= Beginning of Section =

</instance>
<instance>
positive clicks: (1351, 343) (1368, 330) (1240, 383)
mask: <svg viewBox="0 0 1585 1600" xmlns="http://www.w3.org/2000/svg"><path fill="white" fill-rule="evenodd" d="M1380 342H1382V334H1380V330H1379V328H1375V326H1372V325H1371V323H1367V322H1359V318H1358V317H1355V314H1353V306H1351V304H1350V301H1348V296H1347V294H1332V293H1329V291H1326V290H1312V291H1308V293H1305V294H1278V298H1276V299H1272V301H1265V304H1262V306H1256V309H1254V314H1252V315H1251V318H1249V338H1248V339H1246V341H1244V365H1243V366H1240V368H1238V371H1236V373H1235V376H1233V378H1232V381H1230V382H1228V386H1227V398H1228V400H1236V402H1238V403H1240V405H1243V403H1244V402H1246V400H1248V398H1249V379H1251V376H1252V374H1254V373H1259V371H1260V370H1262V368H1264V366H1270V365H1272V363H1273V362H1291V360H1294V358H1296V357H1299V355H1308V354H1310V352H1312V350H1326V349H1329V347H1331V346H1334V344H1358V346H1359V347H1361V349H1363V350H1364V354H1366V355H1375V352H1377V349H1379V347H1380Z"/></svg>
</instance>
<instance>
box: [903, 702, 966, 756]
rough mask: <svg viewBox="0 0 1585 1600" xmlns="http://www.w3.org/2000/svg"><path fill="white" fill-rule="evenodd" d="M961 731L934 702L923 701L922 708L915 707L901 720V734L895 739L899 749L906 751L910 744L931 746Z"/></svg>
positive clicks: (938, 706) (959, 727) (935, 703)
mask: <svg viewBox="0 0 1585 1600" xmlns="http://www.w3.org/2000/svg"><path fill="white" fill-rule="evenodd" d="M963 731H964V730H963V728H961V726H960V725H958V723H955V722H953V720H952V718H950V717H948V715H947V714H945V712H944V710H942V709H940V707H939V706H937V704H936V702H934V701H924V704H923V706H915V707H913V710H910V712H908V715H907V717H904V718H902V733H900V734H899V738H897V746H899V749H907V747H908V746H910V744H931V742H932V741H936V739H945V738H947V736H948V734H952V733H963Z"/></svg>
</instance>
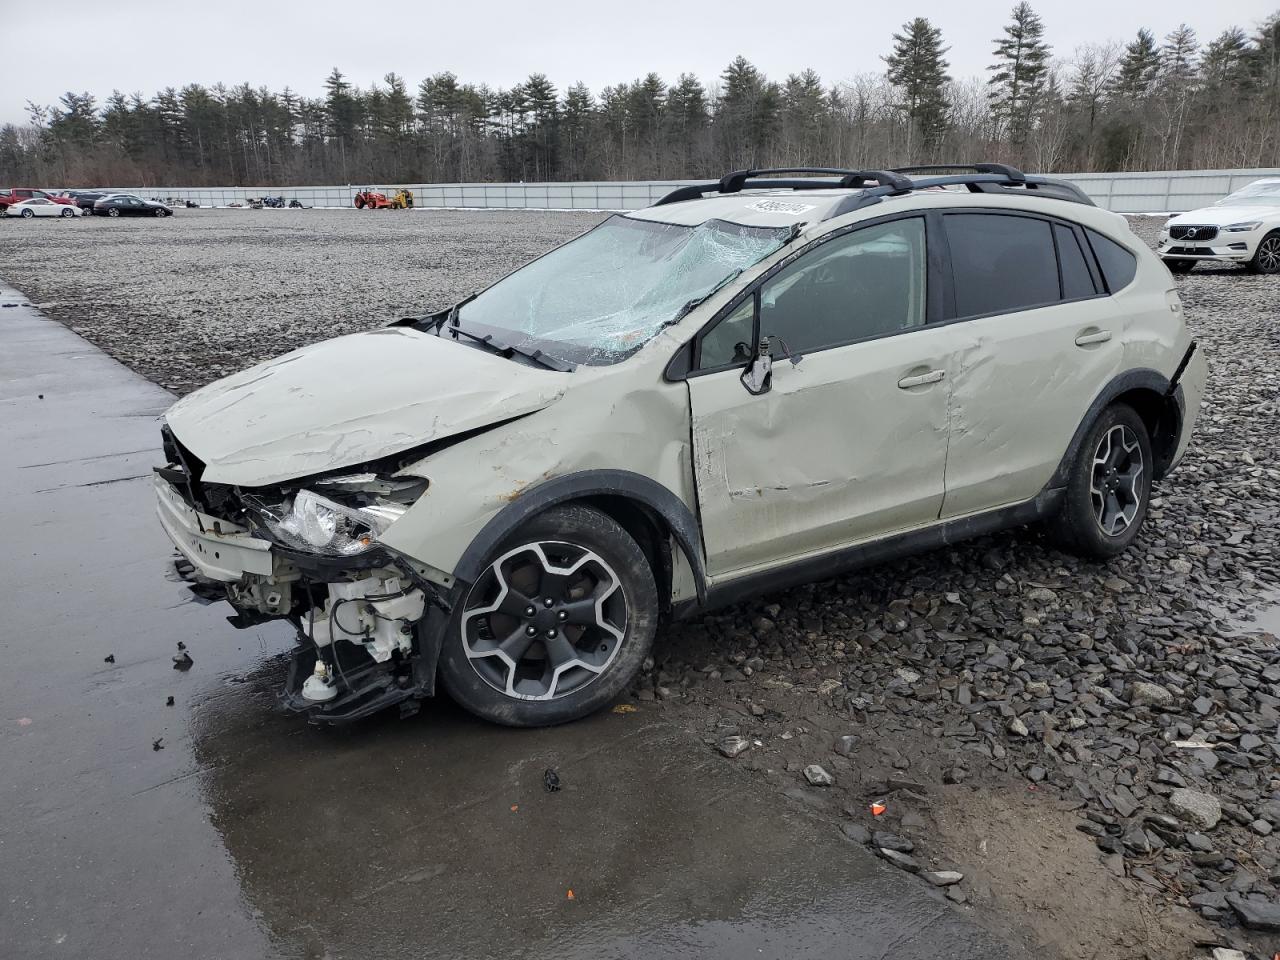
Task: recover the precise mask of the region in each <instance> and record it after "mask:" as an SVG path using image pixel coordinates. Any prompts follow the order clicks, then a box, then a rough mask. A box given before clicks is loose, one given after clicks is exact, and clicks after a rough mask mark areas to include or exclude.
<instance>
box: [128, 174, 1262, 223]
mask: <svg viewBox="0 0 1280 960" xmlns="http://www.w3.org/2000/svg"><path fill="white" fill-rule="evenodd" d="M1053 175H1055V177H1057V178H1059V179H1064V180H1070V182H1071V183H1075V184H1078V186H1079V187H1080V188H1082V189H1083V191H1084V192H1085V193H1088V195H1089V196H1091V197H1092V198H1093V202H1096V204H1097V205H1098V206H1101V207H1105V209H1107V210H1115V211H1116V212H1119V214H1170V212H1183V211H1185V210H1194V209H1197V207H1202V206H1207V205H1210V204H1212V202H1215V201H1217V200H1221V198H1222V197H1225V196H1226V195H1228V193H1230V192H1231V191H1235V189H1239V188H1240V187H1243V186H1244V184H1247V183H1251V182H1252V180H1256V179H1260V178H1262V177H1280V170H1275V169H1247V170H1161V172H1151V173H1079V174H1053ZM692 182H694V180H632V182H591V180H581V182H573V183H407V184H388V183H383V184H370V186H371V187H372V188H374V189H385V191H396V189H399V188H401V187H404V188H407V189H411V191H413V200H415V205H416V206H419V207H466V209H484V210H637V209H640V207H645V206H650V205H652V204H654V202H657V201H658V200H659V198H660V197H662V196H663V195H664V193H667V192H669V191H672V189H675V188H676V187H678V186H681V184H685V183H692ZM116 189H119V191H120V192H122V193H137V195H140V196H145V197H159V198H161V200H163V198H168V197H173V198H177V200H191V201H193V202H196V204H198V205H200V206H230V205H232V204H241V205H243V204H247V202H248V200H250V198H251V197H265V196H283V197H284V198H285V200H287V201H288V200H297V201H300V202H301V204H302V205H303V206H308V207H311V206H319V207H351V206H352V201H353V198H355V196H356V193H357V192H360V191H361V189H364V187H362V186H358V184H357V186H315V187H119V188H116Z"/></svg>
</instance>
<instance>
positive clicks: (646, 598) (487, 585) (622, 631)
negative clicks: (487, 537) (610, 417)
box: [440, 504, 658, 727]
mask: <svg viewBox="0 0 1280 960" xmlns="http://www.w3.org/2000/svg"><path fill="white" fill-rule="evenodd" d="M657 622H658V590H657V585H655V582H654V576H653V570H652V568H650V566H649V561H648V559H646V558H645V556H644V552H643V550H641V549H640V547H639V545H637V544H636V541H635V540H634V539H631V536H630V534H627V531H626V530H623V529H622V527H621V526H620V525H618V524H617V522H616V521H614V520H612V518H611V517H608V516H605V515H604V513H600V512H599V511H596V509H593V508H590V507H585V506H577V504H570V506H564V507H557V508H554V509H550V511H548V512H545V513H543V515H540V516H538V517H534V518H532V520H531V521H529V524H526V525H525V526H524V527H521V529H520V530H518V531H516V532H515V534H513V535H512V536H509V538H507V539H506V540H504V541H503V543H502V544H500V545H499V547H498V548H497V549H495V550H494V552H493V554H492V556H490V557H489V562H488V566H486V567H485V570H484V572H483V573H481V575H480V576H479V577H477V579H476V582H475V584H474V585H472V586H471V589H470V590H468V591H467V595H466V598H465V599H463V600H462V602H461V603H460V604H458V605H457V608H456V609H454V612H453V616H452V617H451V620H449V625H448V627H447V631H445V635H444V640H443V645H442V649H440V675H442V678H443V681H444V686H445V687H447V689H448V691H449V694H451V695H452V696H453V699H454V700H457V701H458V703H460V704H461V705H462V707H465V708H466V709H468V710H470V712H471V713H475V714H476V716H479V717H484V718H485V719H490V721H494V722H497V723H506V724H508V726H513V727H544V726H552V724H554V723H564V722H567V721H572V719H577V718H580V717H585V716H586V714H589V713H591V712H594V710H596V709H599V708H600V707H604V705H605V704H608V703H609V701H611V700H613V698H616V696H617V695H618V694H620V692H622V690H623V689H625V687H626V685H627V684H628V682H630V681H631V678H632V677H634V676H635V675H636V671H639V669H640V664H641V663H643V662H644V658H645V657H646V655H648V654H649V649H650V646H652V645H653V635H654V631H655V628H657Z"/></svg>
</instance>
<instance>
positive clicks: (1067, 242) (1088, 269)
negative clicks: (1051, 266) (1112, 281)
mask: <svg viewBox="0 0 1280 960" xmlns="http://www.w3.org/2000/svg"><path fill="white" fill-rule="evenodd" d="M1053 237H1055V238H1056V239H1057V259H1059V262H1060V264H1061V265H1062V300H1079V298H1080V297H1092V296H1094V294H1096V293H1097V291H1096V289H1094V288H1093V276H1092V275H1091V274H1089V266H1088V264H1087V262H1085V260H1084V252H1083V251H1082V250H1080V242H1079V241H1078V239H1076V238H1075V230H1073V229H1071V228H1070V227H1064V225H1062V224H1060V223H1057V224H1053Z"/></svg>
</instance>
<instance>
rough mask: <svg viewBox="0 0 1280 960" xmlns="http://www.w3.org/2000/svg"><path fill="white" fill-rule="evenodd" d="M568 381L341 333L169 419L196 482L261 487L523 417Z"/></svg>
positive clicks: (487, 353)
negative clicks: (201, 471)
mask: <svg viewBox="0 0 1280 960" xmlns="http://www.w3.org/2000/svg"><path fill="white" fill-rule="evenodd" d="M568 378H570V374H561V372H557V371H554V370H541V369H538V367H530V366H525V365H522V364H517V362H513V361H509V360H506V358H503V357H500V356H497V355H493V353H486V352H484V351H480V349H475V348H471V347H467V346H465V344H461V343H457V342H453V340H449V339H442V338H439V337H436V335H435V334H428V333H422V332H421V330H416V329H413V328H410V326H389V328H387V329H383V330H372V332H370V333H357V334H352V335H349V337H338V338H335V339H332V340H324V342H323V343H316V344H312V346H311V347H303V348H302V349H297V351H293V352H292V353H285V355H284V356H282V357H276V358H275V360H270V361H268V362H265V364H259V365H257V366H253V367H250V369H248V370H244V371H242V372H238V374H234V375H232V376H228V378H224V379H221V380H218V381H215V383H212V384H210V385H209V387H205V388H202V389H200V390H196V392H195V393H192V394H189V396H188V397H184V398H182V399H180V401H178V402H177V403H175V404H174V406H173V407H170V408H169V412H168V413H166V415H165V420H166V421H168V424H169V428H170V429H172V430H173V433H174V435H175V436H177V438H178V440H179V442H180V443H182V444H183V445H186V447H187V449H189V451H191V452H192V453H195V454H196V456H197V457H200V460H202V461H204V462H205V472H204V479H205V480H209V481H211V483H220V484H236V485H241V486H264V485H268V484H276V483H280V481H284V480H292V479H296V477H300V476H308V475H311V474H320V472H324V471H328V470H337V468H342V467H348V466H356V465H358V463H364V462H367V461H371V460H378V458H380V457H387V456H392V454H394V453H399V452H402V451H407V449H410V448H412V447H417V445H420V444H424V443H429V442H431V440H439V439H444V438H448V436H452V435H454V434H460V433H465V431H467V430H475V429H477V428H483V426H488V425H489V424H494V422H498V421H500V420H509V419H511V417H513V416H521V415H524V413H531V412H534V411H536V410H541V408H543V407H545V406H548V404H549V403H553V402H554V401H556V399H558V398H559V397H561V396H562V394H563V392H564V388H566V385H567V383H568Z"/></svg>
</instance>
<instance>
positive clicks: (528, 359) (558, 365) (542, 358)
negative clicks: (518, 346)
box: [436, 305, 576, 374]
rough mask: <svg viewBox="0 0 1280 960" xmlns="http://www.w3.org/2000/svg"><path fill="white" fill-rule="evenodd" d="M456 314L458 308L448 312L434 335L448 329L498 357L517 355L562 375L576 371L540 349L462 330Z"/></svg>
mask: <svg viewBox="0 0 1280 960" xmlns="http://www.w3.org/2000/svg"><path fill="white" fill-rule="evenodd" d="M458 306H461V305H458ZM457 314H458V307H453V310H451V311H449V315H448V316H447V317H444V319H443V320H440V323H439V324H438V325H436V335H444V328H448V332H449V333H452V334H454V335H457V334H460V333H461V334H462V335H463V337H466V338H468V339H471V340H475V342H476V343H479V344H480V346H481V347H484V348H485V349H489V351H493V352H494V353H499V355H511V353H518V355H520V356H522V357H525V358H526V360H530V361H532V362H534V364H538V365H539V366H541V367H545V369H547V370H556V371H558V372H562V374H568V372H572V371H573V370H575V369H576V367H575V365H573V364H568V362H566V361H563V360H561V358H559V357H553V356H549V355H547V353H543V352H541V351H540V349H525V348H524V347H516V346H515V344H511V343H503V342H502V340H498V339H495V338H494V335H493V334H492V333H486V334H479V333H472V332H471V330H463V329H462V325H461V324H458V316H457Z"/></svg>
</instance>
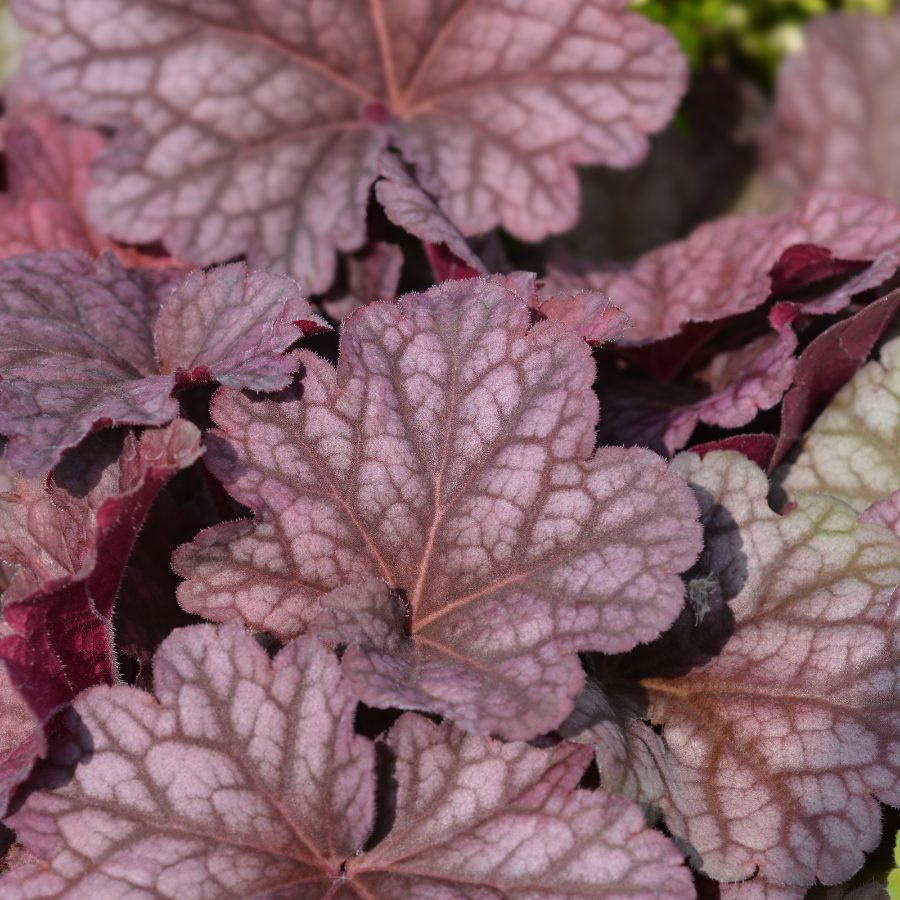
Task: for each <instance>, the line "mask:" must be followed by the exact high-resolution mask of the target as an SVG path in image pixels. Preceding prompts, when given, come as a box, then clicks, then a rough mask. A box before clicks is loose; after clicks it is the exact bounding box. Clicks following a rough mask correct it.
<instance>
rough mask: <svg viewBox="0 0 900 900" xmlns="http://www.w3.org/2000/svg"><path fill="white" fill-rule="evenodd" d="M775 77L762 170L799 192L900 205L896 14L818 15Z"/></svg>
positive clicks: (897, 29)
mask: <svg viewBox="0 0 900 900" xmlns="http://www.w3.org/2000/svg"><path fill="white" fill-rule="evenodd" d="M803 43H804V49H803V52H802V53H798V54H796V55H793V56H791V57H790V58H788V59H787V60H786V61H785V63H784V65H783V66H782V69H781V72H780V73H779V76H778V88H777V96H776V104H775V116H774V121H773V122H772V124H771V126H770V127H769V128H768V130H767V132H766V133H765V134H764V135H763V139H762V145H761V149H762V156H763V166H764V170H765V172H766V173H767V174H768V175H769V176H770V177H772V178H774V179H776V180H777V181H778V182H779V183H780V184H781V185H783V186H784V187H787V188H788V189H789V190H791V191H793V192H794V194H795V195H799V194H801V193H803V192H804V191H807V190H810V189H811V188H814V187H827V188H835V189H838V190H848V191H860V192H862V193H867V194H872V195H874V196H880V197H885V198H887V199H889V200H893V201H894V202H900V168H898V165H897V154H896V149H895V148H896V144H897V141H898V139H900V130H898V129H900V125H898V120H897V110H896V96H897V91H898V90H900V66H898V65H897V55H898V51H900V17H898V16H897V15H893V16H863V15H854V16H850V15H830V16H816V17H815V18H814V19H812V20H811V21H810V22H809V23H808V24H807V25H806V27H805V28H804V35H803Z"/></svg>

= End of Section =

--- Work request ---
Swap "positive" for "negative" in the listing lines starting at the beginning of the listing and ending at the line that contains "positive clicks: (1351, 343)", and write out only those lines with everything else unchanged.

--- Solution for this task ---
</instance>
<instance>
negative clicks: (1351, 343) (1368, 330) (1240, 383)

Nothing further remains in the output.